▸ **What to do**
Repeat all the records, precisely as given.

+++++

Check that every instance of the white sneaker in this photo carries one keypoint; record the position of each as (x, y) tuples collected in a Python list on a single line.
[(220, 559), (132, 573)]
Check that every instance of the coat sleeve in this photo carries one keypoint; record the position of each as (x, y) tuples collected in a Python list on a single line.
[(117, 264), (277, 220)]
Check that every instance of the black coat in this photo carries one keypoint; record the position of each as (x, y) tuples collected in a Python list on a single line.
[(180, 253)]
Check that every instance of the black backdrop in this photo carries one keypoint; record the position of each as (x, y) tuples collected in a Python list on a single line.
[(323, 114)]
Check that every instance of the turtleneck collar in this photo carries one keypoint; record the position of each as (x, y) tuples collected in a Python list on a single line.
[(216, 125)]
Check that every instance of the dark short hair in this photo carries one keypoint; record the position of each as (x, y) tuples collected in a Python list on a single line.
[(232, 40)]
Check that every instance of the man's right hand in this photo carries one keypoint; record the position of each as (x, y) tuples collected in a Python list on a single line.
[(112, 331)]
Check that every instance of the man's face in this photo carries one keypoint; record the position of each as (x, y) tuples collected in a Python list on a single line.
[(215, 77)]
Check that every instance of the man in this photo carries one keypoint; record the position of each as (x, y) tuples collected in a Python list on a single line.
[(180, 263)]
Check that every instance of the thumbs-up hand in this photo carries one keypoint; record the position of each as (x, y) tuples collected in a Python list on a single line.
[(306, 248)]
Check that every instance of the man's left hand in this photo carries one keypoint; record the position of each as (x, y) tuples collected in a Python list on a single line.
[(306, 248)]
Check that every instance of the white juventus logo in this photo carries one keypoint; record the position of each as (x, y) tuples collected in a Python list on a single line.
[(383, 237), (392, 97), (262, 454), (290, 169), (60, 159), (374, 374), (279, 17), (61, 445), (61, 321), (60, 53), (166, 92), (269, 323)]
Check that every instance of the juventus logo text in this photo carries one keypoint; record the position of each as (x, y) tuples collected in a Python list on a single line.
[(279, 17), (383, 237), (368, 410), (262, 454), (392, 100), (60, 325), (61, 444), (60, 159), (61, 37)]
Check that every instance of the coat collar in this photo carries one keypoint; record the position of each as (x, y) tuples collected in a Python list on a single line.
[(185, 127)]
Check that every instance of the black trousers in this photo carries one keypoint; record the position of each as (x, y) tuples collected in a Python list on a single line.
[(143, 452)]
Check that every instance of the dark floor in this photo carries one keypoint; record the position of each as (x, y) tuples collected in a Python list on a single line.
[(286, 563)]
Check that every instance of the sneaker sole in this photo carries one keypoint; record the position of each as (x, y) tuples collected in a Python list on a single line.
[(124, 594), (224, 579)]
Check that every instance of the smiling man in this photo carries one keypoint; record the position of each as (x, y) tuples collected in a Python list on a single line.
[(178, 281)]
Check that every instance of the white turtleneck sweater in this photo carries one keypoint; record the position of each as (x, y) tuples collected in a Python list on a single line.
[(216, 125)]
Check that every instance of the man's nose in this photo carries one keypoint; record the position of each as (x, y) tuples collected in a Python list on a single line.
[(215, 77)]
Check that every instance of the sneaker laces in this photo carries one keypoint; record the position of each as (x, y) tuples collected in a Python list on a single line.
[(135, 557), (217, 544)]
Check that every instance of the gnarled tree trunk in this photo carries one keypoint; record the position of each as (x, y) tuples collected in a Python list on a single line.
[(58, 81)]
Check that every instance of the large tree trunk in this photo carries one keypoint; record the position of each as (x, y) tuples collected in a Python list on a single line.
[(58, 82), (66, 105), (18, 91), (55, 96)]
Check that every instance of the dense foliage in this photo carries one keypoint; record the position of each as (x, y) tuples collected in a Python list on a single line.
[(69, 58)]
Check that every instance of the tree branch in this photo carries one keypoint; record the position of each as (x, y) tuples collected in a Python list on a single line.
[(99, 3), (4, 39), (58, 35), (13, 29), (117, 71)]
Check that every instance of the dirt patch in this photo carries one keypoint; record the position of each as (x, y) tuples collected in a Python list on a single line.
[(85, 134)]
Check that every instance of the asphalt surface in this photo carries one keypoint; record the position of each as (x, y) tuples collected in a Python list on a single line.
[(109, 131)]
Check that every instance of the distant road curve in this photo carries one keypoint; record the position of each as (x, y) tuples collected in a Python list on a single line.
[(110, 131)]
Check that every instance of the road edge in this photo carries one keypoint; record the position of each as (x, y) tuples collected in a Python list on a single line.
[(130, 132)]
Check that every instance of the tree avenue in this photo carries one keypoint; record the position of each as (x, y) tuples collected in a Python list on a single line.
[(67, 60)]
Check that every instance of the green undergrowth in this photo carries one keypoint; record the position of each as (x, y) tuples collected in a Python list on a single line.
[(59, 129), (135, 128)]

+++++

▸ **Response**
Check that every instance of the white sneaker in this photo carries one keypoint; record the position of each as (x, y) tuples collected in a Python list on a single line.
[(220, 559), (132, 573)]
Check that every instance of the coat sleeve in this photo carries one keypoint; record the position of each as (x, y) tuples collected in a Python list on a single line.
[(117, 264), (277, 220)]
Check that every instance of the black coat in this photo carries one keypoint; record the position of each as (x, y) tuples collected in a Python list on a single line.
[(180, 253)]
Check that every instance of the black backdrop in this photo carries one keypoint; record the position of each as (x, y) tuples collected in a Python list on a single line.
[(323, 114)]
Check that every instance of the turtleneck collar in this photo carries one keypoint; record the position of each as (x, y) tuples collected in a Python list on a single line.
[(216, 125)]
Check that every instance of the dark short hair in this photo carries one keypoint; record the position of each as (x, y) tuples collected in a Python list on a single line.
[(232, 40)]
Check that every instance of the man's right hand in this photo carries one keypoint; record the position of each as (x, y) tuples collected in a Python list on a single line.
[(112, 331)]
Check that every instance of the man's face in this photo carries one keypoint; record the position of each as (x, y) tuples collected in a Python list on a single line.
[(215, 77)]
Check that every instance of the man in this photo carries one keypoint; record the position of each as (x, y) tuples collected in a Python list on a single line.
[(180, 263)]
Check that every instance of the thumbs-up hand in this photo carries one keypoint; record the position of each as (x, y) tuples collected in a Python list on a single line.
[(306, 248)]
Check that every instance of the man's left hand in this photo carries one keypoint; record the position of each as (x, y) tuples collected in a Python list on a single line.
[(306, 248)]
Check that every instance of the white juventus logo in this photo carries one keypoint; record the position of each as (x, y) tuples collected in a Python list on a single line.
[(383, 237), (392, 97), (262, 454), (290, 169), (60, 159), (374, 374), (279, 17), (61, 445), (61, 321), (60, 53), (166, 92), (269, 323)]
Check that every instance of the juventus logo text in this photo carries one keypoint; record the position of each as (x, y) tuples collected in a Python list on a single line.
[(279, 17), (383, 237), (368, 410), (262, 454), (392, 100), (60, 325), (61, 444), (60, 159), (61, 37)]
Check that every instance of the coat collar in this photo carries one keypoint; record the position of each as (x, y) tuples collected in a Python list on a single line.
[(185, 127)]
Check that every instance of the black trousers in this photo carries one keypoint; record the position of each as (x, y) tuples collected in a Python list on a single line.
[(143, 452)]
Check that every instance of the dark floor in this photo carries one keypoint; record the position of each as (x, y) tuples collected in a Python list on a single line.
[(286, 563)]
Check that every instance of the sneaker sole in this photo carries one keypoint; record the position of each as (x, y) tuples collected in a Python list on a single line.
[(124, 594), (224, 579)]
Check that every instance of the smiling man in this photo carries one keypoint; record the position of each as (x, y) tuples collected in a Python list on a single line.
[(178, 281)]
Check that every instance of the white turtleneck sweater in this photo carries one keypoint; record the position of each as (x, y) tuples collected in a Python list on a single line.
[(216, 125)]
Check that every instance of the man's nose in this photo carries one keypoint; record the position of each as (x, y) tuples collected in a Python list on a single line.
[(215, 77)]
Check that every instance of the sneaker laces in this photo carries one keypoint; record the position of each as (x, y) tuples collected in a Python list on a single line.
[(135, 557), (217, 544)]
Check that every instance of the gnarled tree trunk in this photo carries one keypoint; record the position of each as (x, y) tuples collected in a Python list on a single line.
[(58, 81)]
Check that every instance of the large tree trunk in this photo carries one keypoint; record the position of each as (x, y) tuples collected in a Python list on a single line.
[(58, 82), (66, 105), (18, 91), (55, 96)]
Check that every instance of the dense foliage in this photo carries one keypoint; record the position of each as (x, y) tuples collected in a Python list on a single line.
[(69, 58)]
Check that every instance of the tree branch in this photo carries one keypoint; record the position of each as (x, y) tuples collected in a Python list on a single line.
[(99, 3), (4, 39), (58, 35), (13, 29), (117, 71)]
Check that every instance of the dirt patch in this photo carries one keypoint; record the position of each as (x, y) tuples collected in a Python list on a single line.
[(85, 134)]
Check that every instance of the asphalt surface in this photo carries one keypoint; record the position of each as (x, y) tuples collected in a Python list on a single line.
[(109, 131)]
Check that every instance of the distant road curve in this photo carries one keypoint; record the position of each as (x, y) tuples collected in a Python list on a single line.
[(110, 131)]
Check that every instance of the road edge in this photo carries one keypoint; record the position of each as (x, y) tuples collected in a Python list on a single line.
[(130, 132)]
Check that every instance of the tree avenue in this photo carries one keypoint; record the position of each as (x, y) tuples collected in a Python list on a single line.
[(67, 60)]
Check that every instance of the green undergrowth in this photo carries one keypoint; record the position of each as (x, y) tuples collected in a Python list on a single line.
[(59, 129), (135, 128)]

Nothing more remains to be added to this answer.